begin

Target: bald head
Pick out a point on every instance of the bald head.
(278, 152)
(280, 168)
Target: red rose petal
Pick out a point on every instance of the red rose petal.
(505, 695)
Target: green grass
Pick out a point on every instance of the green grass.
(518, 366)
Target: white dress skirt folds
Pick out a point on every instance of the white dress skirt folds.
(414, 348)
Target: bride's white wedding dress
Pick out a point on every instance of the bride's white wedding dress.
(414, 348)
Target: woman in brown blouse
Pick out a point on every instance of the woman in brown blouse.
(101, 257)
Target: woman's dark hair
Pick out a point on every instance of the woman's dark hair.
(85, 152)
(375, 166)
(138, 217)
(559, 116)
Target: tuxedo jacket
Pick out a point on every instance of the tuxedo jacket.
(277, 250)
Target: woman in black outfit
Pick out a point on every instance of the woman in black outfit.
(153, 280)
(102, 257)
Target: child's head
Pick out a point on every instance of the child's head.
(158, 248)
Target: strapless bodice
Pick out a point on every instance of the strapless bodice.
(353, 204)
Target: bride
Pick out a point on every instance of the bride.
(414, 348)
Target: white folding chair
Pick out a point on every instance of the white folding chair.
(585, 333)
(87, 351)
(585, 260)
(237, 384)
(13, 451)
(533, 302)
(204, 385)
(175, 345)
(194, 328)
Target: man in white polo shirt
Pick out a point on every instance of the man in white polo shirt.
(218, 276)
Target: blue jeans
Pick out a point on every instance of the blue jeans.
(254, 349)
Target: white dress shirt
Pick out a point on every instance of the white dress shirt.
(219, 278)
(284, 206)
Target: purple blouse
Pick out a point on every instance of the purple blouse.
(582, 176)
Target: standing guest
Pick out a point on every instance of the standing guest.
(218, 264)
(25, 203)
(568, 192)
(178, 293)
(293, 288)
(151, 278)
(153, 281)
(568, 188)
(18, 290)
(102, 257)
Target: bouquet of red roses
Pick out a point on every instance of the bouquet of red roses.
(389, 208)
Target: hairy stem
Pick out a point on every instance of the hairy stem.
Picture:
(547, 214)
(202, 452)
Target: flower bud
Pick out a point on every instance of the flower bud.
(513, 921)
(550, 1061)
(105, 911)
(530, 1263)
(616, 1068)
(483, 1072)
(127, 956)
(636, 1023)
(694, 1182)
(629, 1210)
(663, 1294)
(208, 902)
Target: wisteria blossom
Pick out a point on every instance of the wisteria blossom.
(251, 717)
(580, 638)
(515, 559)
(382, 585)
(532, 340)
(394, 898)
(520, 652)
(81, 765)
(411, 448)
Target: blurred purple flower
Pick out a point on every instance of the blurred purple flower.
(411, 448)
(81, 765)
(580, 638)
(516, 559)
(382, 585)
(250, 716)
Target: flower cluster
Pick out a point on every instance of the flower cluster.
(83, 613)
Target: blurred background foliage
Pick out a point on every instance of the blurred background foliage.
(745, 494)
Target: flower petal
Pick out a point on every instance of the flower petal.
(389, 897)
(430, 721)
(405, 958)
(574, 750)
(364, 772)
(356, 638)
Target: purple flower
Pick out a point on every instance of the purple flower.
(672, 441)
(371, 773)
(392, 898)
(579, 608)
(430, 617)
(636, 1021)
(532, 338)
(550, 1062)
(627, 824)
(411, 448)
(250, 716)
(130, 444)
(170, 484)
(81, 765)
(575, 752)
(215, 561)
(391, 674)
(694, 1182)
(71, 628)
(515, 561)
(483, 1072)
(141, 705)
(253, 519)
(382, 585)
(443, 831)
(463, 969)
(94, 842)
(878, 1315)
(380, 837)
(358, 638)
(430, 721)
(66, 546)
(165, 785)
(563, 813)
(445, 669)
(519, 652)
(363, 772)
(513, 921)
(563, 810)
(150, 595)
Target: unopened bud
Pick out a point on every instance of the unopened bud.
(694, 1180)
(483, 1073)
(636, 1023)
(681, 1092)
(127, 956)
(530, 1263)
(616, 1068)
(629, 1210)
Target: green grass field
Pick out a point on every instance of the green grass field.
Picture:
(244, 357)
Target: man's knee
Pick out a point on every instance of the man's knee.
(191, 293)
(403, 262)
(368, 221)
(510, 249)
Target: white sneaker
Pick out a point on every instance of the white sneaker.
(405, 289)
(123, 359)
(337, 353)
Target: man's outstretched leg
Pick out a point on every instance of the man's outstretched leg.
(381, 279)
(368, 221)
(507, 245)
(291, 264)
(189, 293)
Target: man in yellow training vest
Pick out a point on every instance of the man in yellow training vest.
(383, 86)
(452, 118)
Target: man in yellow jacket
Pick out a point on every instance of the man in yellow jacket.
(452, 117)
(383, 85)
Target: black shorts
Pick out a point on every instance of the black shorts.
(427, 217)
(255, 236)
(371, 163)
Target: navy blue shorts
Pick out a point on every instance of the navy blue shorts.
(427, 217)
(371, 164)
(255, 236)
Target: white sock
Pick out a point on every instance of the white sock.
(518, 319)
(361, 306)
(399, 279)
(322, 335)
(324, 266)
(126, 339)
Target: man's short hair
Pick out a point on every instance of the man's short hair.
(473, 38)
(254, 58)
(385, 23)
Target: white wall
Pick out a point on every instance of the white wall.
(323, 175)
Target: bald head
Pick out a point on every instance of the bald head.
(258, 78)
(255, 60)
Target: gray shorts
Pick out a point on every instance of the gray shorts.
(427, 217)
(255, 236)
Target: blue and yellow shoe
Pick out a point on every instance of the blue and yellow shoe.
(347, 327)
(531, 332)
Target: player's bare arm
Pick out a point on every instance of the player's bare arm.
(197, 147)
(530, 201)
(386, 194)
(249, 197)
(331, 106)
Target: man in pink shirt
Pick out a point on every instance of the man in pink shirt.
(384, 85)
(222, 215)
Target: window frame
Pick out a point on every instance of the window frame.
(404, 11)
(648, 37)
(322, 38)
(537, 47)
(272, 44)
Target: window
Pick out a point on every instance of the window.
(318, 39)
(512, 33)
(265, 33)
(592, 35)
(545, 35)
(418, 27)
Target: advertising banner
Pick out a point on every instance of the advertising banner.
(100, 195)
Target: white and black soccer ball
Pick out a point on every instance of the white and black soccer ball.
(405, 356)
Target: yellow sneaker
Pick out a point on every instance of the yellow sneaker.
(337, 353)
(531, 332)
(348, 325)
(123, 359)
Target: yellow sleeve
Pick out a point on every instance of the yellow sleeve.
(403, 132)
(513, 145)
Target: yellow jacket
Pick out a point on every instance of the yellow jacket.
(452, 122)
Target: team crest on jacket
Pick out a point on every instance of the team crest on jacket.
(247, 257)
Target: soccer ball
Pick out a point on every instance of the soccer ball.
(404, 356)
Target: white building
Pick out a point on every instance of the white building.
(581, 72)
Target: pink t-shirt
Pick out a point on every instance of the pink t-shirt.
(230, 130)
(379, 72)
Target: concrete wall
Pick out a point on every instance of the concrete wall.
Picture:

end

- What needs to be done
Repeat all the entries exactly as given.

- Written response
Target: bald head
Pick out a point on every instance of the bald head.
(278, 152)
(280, 168)
Target: red rose petal
Pick out a point on every instance of the red rose petal.
(505, 695)
Target: green grass
Pick out a point on every instance of the green grass.
(518, 366)
Target: white dress skirt folds
Pick out a point on every instance of the white dress skirt folds.
(414, 348)
Target: bride's white wedding dress
Pick out a point on every instance of the bride's white wedding dress.
(414, 348)
Target: woman in brown blouse
Pick out a point on every instance of the woman in brown blouse.
(101, 257)
Target: woman's dark hair
Pick out a point on every instance of the woman's dark hair.
(85, 152)
(375, 166)
(138, 217)
(559, 116)
Target: tuxedo jacket
Pick out a point on every instance of the tuxedo jacket.
(277, 250)
Target: woman in black outfit
Pick out a point on every instance of the woman in black outfit.
(153, 280)
(102, 257)
Target: child's head
Pick out a point on every instance of the child's head.
(158, 248)
Target: strapless bodice
Pick out a point on every instance of the strapless bodice.
(353, 204)
Target: bride
Pick out a point on every instance of the bride.
(414, 348)
Target: white folding chair
Pick out a point on every instance of the white folding chair.
(585, 333)
(87, 351)
(585, 260)
(237, 384)
(13, 451)
(533, 302)
(204, 385)
(175, 345)
(194, 328)
Target: man in white polo shirt
Pick out a point on every instance of the man in white polo shirt.
(218, 276)
Target: blue jeans
Pick out a point on every instance of the blue jeans.
(254, 349)
Target: white dress shirt
Pick out a point on every instance of the white dress shirt.
(219, 278)
(284, 206)
Target: purple blouse
Pick out a point on every instance of the purple blouse.
(582, 176)
Target: standing guest
Pick out a point on every instance of the standing guest.
(218, 264)
(25, 203)
(568, 192)
(178, 293)
(293, 288)
(151, 278)
(153, 281)
(568, 188)
(18, 290)
(102, 257)
Target: bouquet of red roses
Pick out a point on every instance of the bouquet of red roses.
(389, 208)
Target: hairy stem
Pick out a point on every instance of the hairy stem.
Picture:
(547, 214)
(202, 452)
Target: flower bud
Pick out a point on every instance of the flower bud.
(513, 921)
(550, 1061)
(105, 911)
(530, 1263)
(616, 1068)
(483, 1072)
(127, 956)
(636, 1023)
(694, 1182)
(629, 1210)
(663, 1294)
(208, 902)
Target: wisteria blossom
Pick out a point on every instance of the wisteria blossom.
(251, 717)
(580, 638)
(515, 559)
(382, 585)
(532, 340)
(394, 898)
(520, 652)
(81, 765)
(411, 448)
Target: blurred purple flower
Pick out a point on every instance of the blurred purple flower.
(411, 448)
(81, 765)
(580, 638)
(516, 559)
(382, 585)
(250, 716)
Target: flower cluster
Pick out a point on every instance of the flower cluster.
(83, 613)
Target: blurred background foliage
Pick out a point on every instance of the blurred background foliage.
(745, 494)
Target: flower petal
Pick out a point on every instance of the flower petal.
(389, 897)
(430, 721)
(405, 958)
(574, 750)
(364, 772)
(356, 638)
Target: purple flower
Pick out a point on every instance of the purple flower.
(672, 441)
(371, 773)
(392, 898)
(579, 608)
(430, 617)
(636, 1021)
(532, 338)
(550, 1062)
(627, 824)
(411, 448)
(250, 716)
(130, 444)
(170, 484)
(81, 765)
(575, 752)
(215, 561)
(391, 674)
(694, 1182)
(71, 628)
(515, 561)
(483, 1072)
(141, 705)
(253, 519)
(382, 585)
(443, 831)
(463, 969)
(94, 842)
(878, 1315)
(380, 837)
(358, 638)
(430, 721)
(66, 546)
(165, 785)
(563, 813)
(445, 669)
(519, 652)
(363, 772)
(513, 921)
(563, 810)
(150, 595)
Target: unopened bud
Pick out a point on every instance of the unopened bud.
(694, 1180)
(483, 1073)
(636, 1023)
(681, 1092)
(127, 956)
(530, 1263)
(616, 1068)
(629, 1210)
Target: green grass field
Pick out a point on every instance of the green grass field.
Picture:
(244, 357)
Target: man's knee
Pick out a point on every instance of the man's knee.
(191, 293)
(403, 262)
(368, 221)
(510, 249)
Target: white sneaker
Pick out a point on every instance of the white sneaker.
(405, 289)
(123, 359)
(337, 353)
Target: man's outstretched leg
Pick out a point on every instance of the man's outstretched leg.
(381, 279)
(368, 221)
(507, 245)
(291, 264)
(189, 293)
Target: man in yellow training vest
Pick out a point on every instance of the man in yellow training vest.
(383, 86)
(452, 118)
Target: man in yellow jacket
Pick out a point on every instance of the man in yellow jacket.
(452, 117)
(383, 85)
Target: black shorts
Pick out a point on every instance of the black shorts.
(427, 217)
(255, 236)
(371, 163)
Target: navy blue shorts
Pick out a point on every instance of the navy blue shorts.
(427, 217)
(371, 164)
(255, 236)
Target: white sock
Pick out a point on every instance of the white sock.
(518, 319)
(361, 306)
(399, 279)
(322, 335)
(324, 266)
(126, 339)
Target: man's short hair
Pick out a point on every instance of the man's short hair.
(473, 38)
(254, 58)
(385, 23)
Target: white wall
Pick out a point on every instance of the white wall.
(323, 175)
Target: bald head
Pick out a point on every instance of the bald head.
(258, 78)
(255, 60)
Target: gray shorts
Pick out a point on every instance of the gray shorts.
(427, 217)
(255, 236)
Target: blue and yellow shoe
Pick out a point on every instance of the blue and yellow shoe.
(347, 327)
(531, 332)
Target: player's bare arm
Pick out a point on every instance of the player's bare arm.
(197, 147)
(530, 201)
(386, 194)
(249, 197)
(331, 106)
Target: man in pink shirt
Pick out a point on every instance of the man in pink shirt.
(384, 85)
(222, 215)
Target: window frame
Pick out a point on every instance of the window frame.
(404, 11)
(648, 37)
(322, 38)
(537, 47)
(272, 44)
Target: window
Pick out a point on every instance of the window.
(318, 39)
(512, 33)
(265, 33)
(592, 35)
(545, 35)
(418, 27)
Target: advertising banner
Pick out a point on every instance of the advertising banner.
(100, 195)
Target: white and black soccer ball
Pick out a point on every instance of the white and black soccer ball.
(405, 356)
Target: yellow sneaker
Pick out a point on every instance of the yellow sneaker.
(337, 353)
(531, 332)
(348, 325)
(123, 359)
Target: yellow sleeve
Pick out a point on every instance of the yellow sleeve.
(403, 132)
(513, 145)
Target: yellow jacket
Pick out a point on every instance of the yellow jacket.
(452, 122)
Target: team crest on jacket
Pick out a point on every instance of the team crest on jacket.
(247, 257)
Target: soccer ball
Pick out a point on every instance of the soccer ball.
(404, 356)
Target: white building
Pick out a point on every instance of the white building.
(581, 72)
Target: pink t-shirt
Pick out a point on every instance of the pink t-shirt.
(230, 130)
(379, 72)
Target: concrete wall
Pick out a point on every instance of the concrete wall.
Picture:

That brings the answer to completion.